→ **YOUR ASSIGNMENT**
Instruction for the entries that follow: retype exactly the lines from the line with "the player's outstretched" to the line with "the white and", both included, and omit all others.

→ **PROVIDED MATERIAL**
──────

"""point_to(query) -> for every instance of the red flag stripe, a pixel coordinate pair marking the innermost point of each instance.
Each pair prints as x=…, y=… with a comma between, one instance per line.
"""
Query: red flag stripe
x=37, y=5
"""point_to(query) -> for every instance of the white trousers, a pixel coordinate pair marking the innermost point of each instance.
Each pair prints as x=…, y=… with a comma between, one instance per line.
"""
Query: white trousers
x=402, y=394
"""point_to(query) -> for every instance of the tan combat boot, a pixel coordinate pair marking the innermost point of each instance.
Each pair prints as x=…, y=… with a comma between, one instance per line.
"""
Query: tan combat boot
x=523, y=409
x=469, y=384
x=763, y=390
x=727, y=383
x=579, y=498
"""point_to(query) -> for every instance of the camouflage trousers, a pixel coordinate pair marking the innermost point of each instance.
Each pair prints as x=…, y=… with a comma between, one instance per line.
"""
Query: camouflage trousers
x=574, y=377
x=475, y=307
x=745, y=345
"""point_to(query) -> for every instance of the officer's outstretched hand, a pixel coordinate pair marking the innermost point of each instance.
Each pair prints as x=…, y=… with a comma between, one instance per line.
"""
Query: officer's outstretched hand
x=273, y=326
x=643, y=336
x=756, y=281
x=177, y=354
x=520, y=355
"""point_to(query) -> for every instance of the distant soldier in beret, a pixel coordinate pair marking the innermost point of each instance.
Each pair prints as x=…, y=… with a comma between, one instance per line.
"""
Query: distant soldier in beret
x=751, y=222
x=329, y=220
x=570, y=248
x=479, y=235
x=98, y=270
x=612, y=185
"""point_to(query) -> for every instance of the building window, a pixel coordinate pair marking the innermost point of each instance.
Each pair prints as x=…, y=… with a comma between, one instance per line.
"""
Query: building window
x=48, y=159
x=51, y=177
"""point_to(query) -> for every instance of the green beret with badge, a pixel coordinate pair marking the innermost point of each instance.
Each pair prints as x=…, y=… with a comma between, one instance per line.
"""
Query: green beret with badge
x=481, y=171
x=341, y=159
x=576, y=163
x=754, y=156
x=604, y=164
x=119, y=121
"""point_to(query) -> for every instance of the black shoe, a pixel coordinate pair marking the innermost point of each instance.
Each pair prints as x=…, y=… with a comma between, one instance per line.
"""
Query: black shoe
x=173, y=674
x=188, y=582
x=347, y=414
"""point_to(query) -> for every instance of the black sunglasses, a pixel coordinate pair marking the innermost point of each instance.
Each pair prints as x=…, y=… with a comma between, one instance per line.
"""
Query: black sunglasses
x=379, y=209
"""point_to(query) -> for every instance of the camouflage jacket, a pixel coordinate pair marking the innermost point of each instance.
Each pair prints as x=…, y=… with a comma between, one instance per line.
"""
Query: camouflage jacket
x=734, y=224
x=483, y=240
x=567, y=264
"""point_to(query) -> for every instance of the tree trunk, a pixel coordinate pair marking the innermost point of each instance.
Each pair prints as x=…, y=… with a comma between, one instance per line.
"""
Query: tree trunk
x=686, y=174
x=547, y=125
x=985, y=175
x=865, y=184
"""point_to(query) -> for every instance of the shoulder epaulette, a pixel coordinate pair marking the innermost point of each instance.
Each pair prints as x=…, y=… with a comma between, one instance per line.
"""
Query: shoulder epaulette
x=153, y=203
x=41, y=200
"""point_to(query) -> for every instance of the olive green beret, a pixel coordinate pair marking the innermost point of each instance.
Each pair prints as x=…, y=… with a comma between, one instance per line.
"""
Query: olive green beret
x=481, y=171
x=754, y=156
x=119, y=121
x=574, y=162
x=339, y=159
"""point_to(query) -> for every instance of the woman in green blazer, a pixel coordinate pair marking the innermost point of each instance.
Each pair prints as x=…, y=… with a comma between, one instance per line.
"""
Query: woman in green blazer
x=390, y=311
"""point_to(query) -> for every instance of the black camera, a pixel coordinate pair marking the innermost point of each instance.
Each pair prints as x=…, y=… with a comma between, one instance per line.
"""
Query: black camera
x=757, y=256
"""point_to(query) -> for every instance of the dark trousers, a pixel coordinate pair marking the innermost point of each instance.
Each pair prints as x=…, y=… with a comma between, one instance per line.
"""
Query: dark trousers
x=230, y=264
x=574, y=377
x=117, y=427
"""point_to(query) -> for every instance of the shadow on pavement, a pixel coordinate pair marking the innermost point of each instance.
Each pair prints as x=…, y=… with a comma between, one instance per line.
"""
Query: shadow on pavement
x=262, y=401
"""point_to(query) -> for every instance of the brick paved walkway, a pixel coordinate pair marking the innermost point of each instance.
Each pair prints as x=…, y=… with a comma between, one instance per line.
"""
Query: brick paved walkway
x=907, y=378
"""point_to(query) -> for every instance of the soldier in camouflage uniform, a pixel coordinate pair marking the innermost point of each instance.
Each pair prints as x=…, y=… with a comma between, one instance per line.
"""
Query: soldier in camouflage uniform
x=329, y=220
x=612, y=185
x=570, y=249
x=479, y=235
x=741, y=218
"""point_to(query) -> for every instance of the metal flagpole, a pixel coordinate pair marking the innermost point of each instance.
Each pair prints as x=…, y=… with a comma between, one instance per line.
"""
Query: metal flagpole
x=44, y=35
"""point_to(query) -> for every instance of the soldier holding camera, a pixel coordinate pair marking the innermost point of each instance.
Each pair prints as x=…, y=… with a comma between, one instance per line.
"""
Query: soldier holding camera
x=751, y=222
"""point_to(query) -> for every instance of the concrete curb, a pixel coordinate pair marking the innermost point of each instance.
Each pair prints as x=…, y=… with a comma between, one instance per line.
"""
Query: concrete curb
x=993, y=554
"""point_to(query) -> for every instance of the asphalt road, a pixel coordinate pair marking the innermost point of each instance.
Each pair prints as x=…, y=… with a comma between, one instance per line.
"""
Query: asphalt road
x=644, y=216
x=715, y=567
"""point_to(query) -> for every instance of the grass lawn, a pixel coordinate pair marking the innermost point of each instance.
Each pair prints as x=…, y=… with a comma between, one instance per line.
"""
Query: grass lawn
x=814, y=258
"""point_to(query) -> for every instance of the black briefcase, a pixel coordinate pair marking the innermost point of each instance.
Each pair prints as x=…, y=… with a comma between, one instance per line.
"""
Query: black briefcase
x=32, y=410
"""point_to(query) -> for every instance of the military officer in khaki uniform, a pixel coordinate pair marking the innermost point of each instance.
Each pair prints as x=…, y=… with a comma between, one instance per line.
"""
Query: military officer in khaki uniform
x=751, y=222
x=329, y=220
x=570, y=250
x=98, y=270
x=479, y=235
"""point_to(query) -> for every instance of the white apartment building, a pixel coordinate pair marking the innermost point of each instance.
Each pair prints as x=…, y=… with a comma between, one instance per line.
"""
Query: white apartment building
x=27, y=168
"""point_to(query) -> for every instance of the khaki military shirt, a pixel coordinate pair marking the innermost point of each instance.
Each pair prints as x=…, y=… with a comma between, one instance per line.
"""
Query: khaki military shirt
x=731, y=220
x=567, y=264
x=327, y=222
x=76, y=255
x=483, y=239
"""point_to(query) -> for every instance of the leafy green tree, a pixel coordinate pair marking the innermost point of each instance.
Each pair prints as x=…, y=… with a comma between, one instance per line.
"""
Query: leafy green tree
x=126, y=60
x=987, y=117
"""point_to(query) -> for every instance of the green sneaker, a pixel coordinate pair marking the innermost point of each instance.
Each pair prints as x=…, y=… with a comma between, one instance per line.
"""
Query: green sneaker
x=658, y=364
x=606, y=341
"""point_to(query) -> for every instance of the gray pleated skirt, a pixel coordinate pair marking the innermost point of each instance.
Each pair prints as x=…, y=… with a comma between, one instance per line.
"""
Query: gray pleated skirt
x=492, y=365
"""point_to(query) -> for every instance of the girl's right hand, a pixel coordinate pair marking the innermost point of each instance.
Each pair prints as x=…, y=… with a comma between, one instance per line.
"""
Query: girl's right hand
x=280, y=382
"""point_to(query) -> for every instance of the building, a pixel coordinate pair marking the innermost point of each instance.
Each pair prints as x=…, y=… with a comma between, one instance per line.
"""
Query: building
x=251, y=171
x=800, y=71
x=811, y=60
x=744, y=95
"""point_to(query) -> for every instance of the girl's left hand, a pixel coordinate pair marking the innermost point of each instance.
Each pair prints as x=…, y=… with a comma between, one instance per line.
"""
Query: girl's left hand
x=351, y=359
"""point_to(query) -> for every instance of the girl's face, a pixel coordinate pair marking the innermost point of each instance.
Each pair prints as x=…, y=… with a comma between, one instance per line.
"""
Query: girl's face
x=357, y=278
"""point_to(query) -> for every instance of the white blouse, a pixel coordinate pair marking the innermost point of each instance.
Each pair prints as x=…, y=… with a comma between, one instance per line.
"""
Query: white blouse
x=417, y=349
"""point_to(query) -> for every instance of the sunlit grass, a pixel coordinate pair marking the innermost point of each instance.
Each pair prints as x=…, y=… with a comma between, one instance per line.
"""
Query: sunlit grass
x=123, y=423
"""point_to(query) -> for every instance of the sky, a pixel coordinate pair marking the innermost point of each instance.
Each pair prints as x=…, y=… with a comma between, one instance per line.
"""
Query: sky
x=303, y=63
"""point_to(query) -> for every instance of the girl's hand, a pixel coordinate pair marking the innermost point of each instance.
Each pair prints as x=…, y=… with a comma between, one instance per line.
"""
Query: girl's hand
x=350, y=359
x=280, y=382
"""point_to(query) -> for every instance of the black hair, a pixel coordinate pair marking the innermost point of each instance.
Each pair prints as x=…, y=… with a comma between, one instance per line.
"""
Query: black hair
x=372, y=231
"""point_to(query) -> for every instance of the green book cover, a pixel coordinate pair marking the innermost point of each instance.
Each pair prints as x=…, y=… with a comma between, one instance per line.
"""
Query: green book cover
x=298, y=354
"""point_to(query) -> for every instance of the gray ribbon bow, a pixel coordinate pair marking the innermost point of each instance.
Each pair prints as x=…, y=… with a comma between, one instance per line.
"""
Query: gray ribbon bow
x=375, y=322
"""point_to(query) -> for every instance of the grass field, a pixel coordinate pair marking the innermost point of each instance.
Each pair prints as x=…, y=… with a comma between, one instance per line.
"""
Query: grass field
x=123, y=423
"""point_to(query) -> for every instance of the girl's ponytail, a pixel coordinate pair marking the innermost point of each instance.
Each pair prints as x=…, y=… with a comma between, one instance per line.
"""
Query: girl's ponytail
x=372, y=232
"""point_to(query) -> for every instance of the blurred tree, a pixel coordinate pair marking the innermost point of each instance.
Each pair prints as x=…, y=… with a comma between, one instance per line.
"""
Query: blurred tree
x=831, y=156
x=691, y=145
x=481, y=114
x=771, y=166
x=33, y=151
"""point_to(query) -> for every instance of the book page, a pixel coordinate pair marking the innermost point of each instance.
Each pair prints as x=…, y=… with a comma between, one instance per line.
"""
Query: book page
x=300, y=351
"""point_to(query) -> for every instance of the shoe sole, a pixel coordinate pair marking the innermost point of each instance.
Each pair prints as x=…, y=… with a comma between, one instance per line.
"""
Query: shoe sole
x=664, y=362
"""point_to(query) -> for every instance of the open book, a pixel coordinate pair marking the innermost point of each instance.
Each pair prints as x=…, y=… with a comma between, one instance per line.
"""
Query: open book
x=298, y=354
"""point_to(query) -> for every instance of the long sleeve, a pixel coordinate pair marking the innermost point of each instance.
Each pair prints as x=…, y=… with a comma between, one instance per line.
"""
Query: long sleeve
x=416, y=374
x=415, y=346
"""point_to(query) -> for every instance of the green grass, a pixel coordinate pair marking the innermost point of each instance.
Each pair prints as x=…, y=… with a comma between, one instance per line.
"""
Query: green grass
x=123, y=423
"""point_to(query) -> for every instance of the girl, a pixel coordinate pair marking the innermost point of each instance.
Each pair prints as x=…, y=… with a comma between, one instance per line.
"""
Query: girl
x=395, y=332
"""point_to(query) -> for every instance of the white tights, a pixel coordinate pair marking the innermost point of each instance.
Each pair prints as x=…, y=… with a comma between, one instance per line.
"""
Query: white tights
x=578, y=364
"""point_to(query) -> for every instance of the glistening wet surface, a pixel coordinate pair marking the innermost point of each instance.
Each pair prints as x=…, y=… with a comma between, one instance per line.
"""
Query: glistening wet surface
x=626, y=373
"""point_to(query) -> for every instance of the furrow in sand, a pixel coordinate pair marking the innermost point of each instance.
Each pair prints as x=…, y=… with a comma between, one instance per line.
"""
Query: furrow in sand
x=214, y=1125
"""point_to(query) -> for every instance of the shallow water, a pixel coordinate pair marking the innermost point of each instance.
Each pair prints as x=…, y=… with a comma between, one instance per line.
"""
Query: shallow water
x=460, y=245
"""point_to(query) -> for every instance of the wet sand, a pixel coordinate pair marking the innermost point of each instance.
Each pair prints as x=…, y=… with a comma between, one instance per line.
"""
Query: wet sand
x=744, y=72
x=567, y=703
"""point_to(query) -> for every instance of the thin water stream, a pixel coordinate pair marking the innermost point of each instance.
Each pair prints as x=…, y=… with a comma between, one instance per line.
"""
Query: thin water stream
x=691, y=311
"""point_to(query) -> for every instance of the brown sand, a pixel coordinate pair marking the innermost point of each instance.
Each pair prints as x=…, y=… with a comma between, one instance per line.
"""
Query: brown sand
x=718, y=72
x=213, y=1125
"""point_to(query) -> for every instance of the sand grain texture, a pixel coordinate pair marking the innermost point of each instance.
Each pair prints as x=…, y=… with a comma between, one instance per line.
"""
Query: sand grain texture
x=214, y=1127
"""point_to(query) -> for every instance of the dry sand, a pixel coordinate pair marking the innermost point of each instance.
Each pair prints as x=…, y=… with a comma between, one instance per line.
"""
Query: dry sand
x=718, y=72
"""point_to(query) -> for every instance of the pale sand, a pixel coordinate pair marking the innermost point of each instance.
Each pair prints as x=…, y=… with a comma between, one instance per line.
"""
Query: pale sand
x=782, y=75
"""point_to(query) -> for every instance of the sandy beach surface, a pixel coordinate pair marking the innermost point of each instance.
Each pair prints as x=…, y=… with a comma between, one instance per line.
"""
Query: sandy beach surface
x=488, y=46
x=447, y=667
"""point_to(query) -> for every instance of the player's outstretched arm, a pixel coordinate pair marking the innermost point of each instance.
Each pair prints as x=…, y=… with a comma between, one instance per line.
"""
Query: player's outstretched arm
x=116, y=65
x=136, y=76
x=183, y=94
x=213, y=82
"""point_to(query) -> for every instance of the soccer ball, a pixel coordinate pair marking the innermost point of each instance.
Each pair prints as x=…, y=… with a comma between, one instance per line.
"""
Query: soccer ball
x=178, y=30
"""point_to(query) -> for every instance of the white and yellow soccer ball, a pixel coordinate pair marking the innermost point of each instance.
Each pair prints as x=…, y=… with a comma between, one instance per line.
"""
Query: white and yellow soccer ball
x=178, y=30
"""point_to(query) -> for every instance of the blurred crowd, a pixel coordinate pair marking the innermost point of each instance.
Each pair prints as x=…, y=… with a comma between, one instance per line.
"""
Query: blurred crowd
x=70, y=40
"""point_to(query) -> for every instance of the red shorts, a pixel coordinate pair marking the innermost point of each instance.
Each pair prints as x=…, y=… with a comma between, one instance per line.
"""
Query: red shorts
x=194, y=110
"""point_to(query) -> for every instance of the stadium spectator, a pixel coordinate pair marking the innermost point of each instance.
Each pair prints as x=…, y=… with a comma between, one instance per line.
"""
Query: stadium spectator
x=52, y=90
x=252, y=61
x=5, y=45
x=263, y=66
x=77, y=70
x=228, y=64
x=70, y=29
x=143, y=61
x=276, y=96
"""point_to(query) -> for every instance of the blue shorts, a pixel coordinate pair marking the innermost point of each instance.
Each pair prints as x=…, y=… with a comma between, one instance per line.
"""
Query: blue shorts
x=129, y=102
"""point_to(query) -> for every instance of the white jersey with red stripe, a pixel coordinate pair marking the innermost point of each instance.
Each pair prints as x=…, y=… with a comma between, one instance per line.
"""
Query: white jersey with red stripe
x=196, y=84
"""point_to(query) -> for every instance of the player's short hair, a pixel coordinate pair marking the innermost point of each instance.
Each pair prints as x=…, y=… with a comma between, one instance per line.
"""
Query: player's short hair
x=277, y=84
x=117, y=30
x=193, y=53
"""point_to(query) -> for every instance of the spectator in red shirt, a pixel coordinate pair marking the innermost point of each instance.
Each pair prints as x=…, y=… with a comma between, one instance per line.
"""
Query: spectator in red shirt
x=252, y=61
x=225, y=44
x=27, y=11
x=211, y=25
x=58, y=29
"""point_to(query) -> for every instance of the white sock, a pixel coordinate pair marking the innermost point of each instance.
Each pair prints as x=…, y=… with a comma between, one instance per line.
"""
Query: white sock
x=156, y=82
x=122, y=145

──────

→ **EXERCISE RESULT**
"""point_to(query) -> for every instance of the player's outstretched arm, a pixel coordinate pair marking the innermost point of each instance.
Each pair prints as x=…, y=… with a comma between, one instance per line.
"""
Query: player's outstretched arm
x=116, y=65
x=136, y=76
x=183, y=94
x=213, y=82
"""point_to(query) -> for every instance of the soccer ball, a pixel coordinate pair marking the innermost point of each instance.
Each pair prints as x=…, y=… with a comma between, one instance per line.
"""
Query: soccer ball
x=178, y=30
"""point_to(query) -> for every instance of the white and yellow soccer ball, a pixel coordinate pair marking the innermost point of each instance.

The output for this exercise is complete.